------ Quoted passage
The Chinese people mourn Li Keqiang, who has always been close to the people and business-oriented. Xi Jinping’s current leadership, on the other hand, is handling the 68-year-old’s unexpected death in a shockingly cold manner.
The last time the public saw Li Keqiang, the former prime minister seemed in extremely good spirits. With a wide smile on his face, the 68-year-old visited the Mogao Caves, in the northwest of the country; the tourists present euphorically filmed the scene with their smartphones. The August video recordings deeply touched the Chinese people: the dismissed party cadres, who had worked all their lives for the good of their home country, seemed to have finally found their inner peace in their well-deserved retirement.
But just a few weeks later, Li Keqiang was found dead. State media write that he suffered a heart attack.
------------
------ Records supplied
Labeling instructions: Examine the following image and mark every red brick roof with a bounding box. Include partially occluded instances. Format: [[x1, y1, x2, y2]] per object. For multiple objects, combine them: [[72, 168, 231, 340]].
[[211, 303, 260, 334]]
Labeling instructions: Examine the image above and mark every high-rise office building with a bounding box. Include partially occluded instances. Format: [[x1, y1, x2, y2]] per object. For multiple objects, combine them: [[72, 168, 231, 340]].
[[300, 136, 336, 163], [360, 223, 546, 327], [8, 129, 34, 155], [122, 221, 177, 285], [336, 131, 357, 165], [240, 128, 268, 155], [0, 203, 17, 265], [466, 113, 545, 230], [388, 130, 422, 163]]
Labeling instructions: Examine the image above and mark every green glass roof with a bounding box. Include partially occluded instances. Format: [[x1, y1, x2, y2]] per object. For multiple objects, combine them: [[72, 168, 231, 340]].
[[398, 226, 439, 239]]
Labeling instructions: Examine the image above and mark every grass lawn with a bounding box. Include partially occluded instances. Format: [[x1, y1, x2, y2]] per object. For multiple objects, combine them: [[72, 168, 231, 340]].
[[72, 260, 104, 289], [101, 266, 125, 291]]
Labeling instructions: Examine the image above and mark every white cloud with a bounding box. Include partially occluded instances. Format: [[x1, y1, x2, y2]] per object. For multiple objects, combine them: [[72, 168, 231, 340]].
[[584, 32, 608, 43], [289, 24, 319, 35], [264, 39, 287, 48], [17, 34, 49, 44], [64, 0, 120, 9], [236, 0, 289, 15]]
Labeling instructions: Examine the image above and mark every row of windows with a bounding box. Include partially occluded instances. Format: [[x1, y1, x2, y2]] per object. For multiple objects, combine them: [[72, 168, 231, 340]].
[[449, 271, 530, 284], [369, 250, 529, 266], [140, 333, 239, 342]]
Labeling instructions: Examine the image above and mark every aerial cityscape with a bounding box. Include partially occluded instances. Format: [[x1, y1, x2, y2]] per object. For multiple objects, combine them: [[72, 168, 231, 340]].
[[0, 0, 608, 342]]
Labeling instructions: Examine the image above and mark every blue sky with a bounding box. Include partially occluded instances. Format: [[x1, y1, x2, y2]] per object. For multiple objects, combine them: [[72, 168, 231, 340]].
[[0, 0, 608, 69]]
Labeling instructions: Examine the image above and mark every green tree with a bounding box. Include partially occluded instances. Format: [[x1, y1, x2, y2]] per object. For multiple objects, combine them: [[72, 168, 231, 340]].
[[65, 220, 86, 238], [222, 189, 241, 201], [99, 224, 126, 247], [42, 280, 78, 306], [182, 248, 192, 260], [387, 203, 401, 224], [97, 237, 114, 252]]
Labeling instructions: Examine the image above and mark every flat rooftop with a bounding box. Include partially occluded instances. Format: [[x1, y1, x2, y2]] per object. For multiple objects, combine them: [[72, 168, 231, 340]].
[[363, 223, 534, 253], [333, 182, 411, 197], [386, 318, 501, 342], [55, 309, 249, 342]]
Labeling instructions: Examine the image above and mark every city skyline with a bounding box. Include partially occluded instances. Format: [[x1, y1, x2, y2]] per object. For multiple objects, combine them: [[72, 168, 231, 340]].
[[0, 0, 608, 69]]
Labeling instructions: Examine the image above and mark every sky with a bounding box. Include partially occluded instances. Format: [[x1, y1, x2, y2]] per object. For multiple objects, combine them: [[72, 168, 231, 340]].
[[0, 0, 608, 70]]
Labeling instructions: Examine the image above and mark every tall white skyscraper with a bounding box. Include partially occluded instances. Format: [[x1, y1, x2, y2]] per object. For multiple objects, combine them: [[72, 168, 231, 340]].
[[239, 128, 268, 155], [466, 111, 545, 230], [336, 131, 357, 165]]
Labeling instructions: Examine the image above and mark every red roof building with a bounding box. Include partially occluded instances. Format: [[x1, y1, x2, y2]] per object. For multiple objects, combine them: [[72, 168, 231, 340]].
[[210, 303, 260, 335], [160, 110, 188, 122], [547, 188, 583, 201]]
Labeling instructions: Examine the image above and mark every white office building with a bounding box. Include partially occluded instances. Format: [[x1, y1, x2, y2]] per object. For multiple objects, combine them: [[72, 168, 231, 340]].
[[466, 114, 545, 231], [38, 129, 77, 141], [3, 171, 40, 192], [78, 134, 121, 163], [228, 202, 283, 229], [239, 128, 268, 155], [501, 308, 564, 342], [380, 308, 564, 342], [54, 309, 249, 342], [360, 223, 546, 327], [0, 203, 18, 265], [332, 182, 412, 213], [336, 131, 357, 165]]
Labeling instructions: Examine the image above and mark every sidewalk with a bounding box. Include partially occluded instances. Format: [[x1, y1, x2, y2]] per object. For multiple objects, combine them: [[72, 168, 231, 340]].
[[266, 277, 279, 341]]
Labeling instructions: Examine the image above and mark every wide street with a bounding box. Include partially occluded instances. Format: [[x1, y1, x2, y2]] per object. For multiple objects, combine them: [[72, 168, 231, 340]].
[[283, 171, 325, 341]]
------------
▸ **Assigned task A**
Using the article on Li Keqiang, answer each of the following questions, marking each answer with the same label as its question.
(i) How old was Li Keqiang when he died?
(ii) Which site did he visit the last time the public saw him, and in what part of the country is it?
(iii) What cause of death do state media give?
▸ **Assigned task B**
Write the next part of the article on Li Keqiang's death, starting after its final sentence.

▸ **Expected output A**
(i) 68
(ii) The Mogao Caves, in the northwest of the country
(iii) A heart attack

▸ **Expected output B**
The sudden deaths of Chinese leadership cadres have repeatedly led to social upheavals in the People’s Republic. After liberal party secretary Hu Yaobang died of a heart attack in 1989, the funeral marches that followed resulted in the protest movement in Beijing’s Tiananmen Square. And last year, when former president Jiang Zemin died, the party leadership revoked its draconian “zero Covid” policy a few days later.
Li has long been considered a reformer
Li Keqiang’s death is also a particularly sensitive issue for President Xi Jinping. The public’s deep sadness always carries an implicitly subversive message: the people not only mourn the person himself, but also the political values he defended. And the economic pragmatist Li Keqiang has undoubtedly embodied a China that sometimes contrasts sharply with the current status quo.